RAW DATA: Begin
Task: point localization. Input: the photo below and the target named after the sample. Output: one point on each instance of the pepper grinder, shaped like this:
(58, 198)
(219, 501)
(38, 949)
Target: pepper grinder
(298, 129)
RAW DATA: End
WHAT IS REQUIRED:
Every record must be written out again without any change.

ANSWER AREA:
Task: point localization. Input: the photo below and the target named after the sample. Output: one point on each instance of the pepper grinder, shaped like this:
(58, 198)
(219, 501)
(38, 949)
Target: pepper grinder
(298, 129)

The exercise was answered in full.